KUTIPAN BACAAN:
○ ○ ○ ○
Opini Tribun Timur
Layangan Putus, Perbincangan Netizen, dan Hegemoni
Belakangan ini, ruang sosial media kita sepertinya didominasi oleh potongan adegan dan perbincangan seputar film serial yang berjudul Layangan Putus.
Di Sulawesi Selatan juga kita pernah dihipnotis dengan film layar lebar yang berjudul Uang Panai’.
Tentu, ini menjadi pasar yang baik bagi para Production House dalam menghasilkan film yang tema serupa yang digemari pasar.
Film-film yang bertajuk realitas sosial, kritikan, dan sejarah kebangsaan terkadang sepi peminat dan tidak begitu memuncak menjadi perbincangan publik.
Padahal, kita bisa menitipkan sebuah pandangan dan rekonstruksi berpikir publik terhadap sebuah realitas yang kita hadapi, semisal kita yang terus dimiskinkan oleh perilaku korup para elite pemerintahan dan politisi “busuk”, kondisi pesta demokrasi kita yang terus tergerus akibat oligarki politik, dan sebagainya.
○ ○ ○ ○
PETUNJUK LATIHAN:
Menurut kutipan bacaan tentang Layangan Putus, apa judul film layar lebar yang pernah menghipnotis masyarakat di Sulawesi Selatan? Data berikut diambil dari sumber yang berbeda.
○ ○ ○ ○
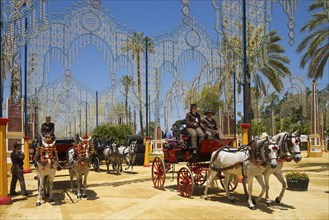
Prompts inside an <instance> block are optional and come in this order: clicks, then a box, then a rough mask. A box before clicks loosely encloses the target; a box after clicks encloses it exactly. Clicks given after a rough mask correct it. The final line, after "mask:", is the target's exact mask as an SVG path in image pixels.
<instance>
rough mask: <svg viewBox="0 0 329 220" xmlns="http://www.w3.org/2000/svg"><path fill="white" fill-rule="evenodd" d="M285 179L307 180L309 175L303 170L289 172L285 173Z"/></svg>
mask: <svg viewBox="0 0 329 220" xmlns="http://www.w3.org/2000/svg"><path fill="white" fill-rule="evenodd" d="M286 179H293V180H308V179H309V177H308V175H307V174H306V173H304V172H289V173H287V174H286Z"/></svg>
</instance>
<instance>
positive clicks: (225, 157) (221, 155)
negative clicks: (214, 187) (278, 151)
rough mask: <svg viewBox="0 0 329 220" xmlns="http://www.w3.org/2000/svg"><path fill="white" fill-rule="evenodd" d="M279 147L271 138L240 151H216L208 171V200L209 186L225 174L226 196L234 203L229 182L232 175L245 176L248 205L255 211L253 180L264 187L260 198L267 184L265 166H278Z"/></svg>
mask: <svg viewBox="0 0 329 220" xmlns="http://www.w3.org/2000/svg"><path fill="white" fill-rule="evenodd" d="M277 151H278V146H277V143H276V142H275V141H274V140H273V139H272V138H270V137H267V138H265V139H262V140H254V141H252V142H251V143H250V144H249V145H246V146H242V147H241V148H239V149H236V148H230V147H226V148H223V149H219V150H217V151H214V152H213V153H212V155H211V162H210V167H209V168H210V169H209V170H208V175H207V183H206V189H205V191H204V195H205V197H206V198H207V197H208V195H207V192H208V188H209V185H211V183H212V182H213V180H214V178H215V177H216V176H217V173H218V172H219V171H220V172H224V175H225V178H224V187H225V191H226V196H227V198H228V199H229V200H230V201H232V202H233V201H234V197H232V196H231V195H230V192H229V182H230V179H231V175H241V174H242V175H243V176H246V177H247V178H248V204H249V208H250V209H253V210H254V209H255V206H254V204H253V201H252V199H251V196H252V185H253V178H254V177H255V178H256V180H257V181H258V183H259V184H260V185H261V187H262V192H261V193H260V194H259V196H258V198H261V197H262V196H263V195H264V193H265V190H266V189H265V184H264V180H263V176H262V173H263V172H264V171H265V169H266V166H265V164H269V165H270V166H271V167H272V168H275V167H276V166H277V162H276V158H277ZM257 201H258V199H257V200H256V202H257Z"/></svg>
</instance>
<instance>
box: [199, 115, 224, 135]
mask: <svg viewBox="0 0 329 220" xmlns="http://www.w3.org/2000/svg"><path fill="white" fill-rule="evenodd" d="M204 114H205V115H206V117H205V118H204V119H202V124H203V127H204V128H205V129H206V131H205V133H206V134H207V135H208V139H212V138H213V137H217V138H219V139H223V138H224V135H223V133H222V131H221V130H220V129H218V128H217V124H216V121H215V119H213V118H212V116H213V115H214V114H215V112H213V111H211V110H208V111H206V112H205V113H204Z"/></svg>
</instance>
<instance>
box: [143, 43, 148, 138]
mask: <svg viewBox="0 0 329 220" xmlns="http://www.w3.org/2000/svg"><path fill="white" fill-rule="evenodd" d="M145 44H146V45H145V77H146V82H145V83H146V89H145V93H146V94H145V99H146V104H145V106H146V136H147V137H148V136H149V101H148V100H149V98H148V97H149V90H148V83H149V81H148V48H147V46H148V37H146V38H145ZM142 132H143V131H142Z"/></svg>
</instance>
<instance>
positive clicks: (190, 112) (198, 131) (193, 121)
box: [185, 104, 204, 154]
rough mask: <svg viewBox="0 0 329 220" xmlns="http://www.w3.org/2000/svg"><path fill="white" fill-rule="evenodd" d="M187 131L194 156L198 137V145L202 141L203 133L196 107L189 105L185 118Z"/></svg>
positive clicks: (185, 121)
○ ○ ○ ○
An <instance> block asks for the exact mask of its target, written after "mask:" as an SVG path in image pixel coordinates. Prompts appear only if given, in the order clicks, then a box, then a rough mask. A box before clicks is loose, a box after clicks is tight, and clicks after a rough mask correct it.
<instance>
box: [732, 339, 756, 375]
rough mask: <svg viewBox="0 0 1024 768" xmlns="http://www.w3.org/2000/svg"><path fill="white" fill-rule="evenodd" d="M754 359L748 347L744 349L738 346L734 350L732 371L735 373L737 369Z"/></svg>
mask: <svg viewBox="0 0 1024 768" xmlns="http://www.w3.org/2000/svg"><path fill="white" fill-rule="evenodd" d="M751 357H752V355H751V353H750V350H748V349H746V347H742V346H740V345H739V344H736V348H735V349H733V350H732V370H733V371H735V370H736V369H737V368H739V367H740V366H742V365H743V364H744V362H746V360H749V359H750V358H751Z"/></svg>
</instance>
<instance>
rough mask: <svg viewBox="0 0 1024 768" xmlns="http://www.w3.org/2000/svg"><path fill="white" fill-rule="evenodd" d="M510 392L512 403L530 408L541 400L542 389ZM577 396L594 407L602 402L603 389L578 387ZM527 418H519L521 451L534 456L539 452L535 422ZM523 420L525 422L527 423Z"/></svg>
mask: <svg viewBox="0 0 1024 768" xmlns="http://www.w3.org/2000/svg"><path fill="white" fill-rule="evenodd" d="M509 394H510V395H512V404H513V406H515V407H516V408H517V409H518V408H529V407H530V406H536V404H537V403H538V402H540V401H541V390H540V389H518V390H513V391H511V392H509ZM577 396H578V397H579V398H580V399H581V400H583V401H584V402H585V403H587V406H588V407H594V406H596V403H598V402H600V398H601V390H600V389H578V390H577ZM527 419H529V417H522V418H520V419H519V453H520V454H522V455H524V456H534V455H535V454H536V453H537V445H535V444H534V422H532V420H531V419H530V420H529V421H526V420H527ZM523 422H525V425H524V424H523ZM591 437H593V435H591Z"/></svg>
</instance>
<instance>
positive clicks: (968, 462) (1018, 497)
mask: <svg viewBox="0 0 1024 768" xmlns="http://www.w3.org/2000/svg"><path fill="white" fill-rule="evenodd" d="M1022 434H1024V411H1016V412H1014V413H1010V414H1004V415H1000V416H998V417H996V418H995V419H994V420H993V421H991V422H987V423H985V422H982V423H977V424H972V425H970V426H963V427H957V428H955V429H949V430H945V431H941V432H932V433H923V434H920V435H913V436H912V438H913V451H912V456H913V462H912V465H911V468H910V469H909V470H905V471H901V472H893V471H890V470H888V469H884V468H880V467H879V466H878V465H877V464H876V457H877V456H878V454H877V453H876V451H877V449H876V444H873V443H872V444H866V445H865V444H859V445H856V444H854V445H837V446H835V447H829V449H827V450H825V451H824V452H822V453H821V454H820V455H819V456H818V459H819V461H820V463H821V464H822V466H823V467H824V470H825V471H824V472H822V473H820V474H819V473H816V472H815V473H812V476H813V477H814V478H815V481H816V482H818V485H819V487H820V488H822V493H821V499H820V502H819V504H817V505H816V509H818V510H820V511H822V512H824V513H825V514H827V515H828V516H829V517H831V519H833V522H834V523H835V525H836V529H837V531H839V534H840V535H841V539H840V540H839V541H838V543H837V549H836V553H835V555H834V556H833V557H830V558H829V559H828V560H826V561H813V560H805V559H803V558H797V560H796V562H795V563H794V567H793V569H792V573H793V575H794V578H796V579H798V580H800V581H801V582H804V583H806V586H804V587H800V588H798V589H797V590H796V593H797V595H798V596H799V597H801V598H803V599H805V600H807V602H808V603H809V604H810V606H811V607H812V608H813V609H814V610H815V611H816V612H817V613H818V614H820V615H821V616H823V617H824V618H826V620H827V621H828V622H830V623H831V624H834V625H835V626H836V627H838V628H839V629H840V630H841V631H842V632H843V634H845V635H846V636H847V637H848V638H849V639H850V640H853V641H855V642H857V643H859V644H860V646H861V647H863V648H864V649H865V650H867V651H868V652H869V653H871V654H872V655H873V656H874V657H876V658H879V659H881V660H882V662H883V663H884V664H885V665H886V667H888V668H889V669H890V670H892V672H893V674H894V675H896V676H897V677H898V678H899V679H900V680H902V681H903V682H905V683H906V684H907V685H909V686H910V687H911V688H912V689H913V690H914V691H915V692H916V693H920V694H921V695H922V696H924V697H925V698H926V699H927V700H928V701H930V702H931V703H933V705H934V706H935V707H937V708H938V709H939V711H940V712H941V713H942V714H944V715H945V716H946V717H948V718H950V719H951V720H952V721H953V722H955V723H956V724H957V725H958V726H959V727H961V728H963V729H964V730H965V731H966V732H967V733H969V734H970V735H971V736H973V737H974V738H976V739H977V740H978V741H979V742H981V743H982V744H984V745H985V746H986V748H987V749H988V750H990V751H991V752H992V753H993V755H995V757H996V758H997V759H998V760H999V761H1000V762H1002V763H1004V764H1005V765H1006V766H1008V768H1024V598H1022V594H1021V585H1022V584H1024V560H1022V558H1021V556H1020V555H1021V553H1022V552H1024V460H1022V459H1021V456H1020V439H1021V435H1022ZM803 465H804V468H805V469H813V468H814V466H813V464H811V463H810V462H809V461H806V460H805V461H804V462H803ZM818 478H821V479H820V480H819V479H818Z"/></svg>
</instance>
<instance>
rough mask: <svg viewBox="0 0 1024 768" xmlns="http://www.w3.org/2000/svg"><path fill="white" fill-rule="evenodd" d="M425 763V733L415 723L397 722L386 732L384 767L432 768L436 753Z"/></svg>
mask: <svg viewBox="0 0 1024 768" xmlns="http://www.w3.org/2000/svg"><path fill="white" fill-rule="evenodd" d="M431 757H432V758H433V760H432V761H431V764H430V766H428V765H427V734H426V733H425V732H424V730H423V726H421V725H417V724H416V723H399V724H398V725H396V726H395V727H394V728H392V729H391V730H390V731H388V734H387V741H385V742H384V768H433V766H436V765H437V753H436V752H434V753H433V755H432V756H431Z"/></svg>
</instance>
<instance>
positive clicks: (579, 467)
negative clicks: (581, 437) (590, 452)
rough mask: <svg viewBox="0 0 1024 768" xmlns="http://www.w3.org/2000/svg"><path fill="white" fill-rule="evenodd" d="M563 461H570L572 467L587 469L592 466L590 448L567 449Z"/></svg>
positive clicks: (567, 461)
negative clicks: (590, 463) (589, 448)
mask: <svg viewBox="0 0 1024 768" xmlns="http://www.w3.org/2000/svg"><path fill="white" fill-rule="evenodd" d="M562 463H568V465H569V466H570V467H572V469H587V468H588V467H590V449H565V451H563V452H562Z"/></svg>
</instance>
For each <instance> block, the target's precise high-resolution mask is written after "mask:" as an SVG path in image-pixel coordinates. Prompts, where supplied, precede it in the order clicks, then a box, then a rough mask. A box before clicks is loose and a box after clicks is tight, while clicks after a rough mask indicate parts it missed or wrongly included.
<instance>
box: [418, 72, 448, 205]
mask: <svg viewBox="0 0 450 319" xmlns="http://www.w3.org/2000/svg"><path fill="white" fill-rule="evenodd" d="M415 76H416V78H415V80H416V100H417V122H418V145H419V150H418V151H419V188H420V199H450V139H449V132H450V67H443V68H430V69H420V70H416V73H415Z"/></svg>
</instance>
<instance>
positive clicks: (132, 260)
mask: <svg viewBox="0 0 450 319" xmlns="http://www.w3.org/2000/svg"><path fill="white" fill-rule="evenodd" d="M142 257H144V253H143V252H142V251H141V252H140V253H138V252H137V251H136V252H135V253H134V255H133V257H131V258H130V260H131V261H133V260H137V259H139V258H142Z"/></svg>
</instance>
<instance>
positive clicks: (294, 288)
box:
○ ○ ○ ○
JAWABAN ANDA:
Judulnya Uang Panai’.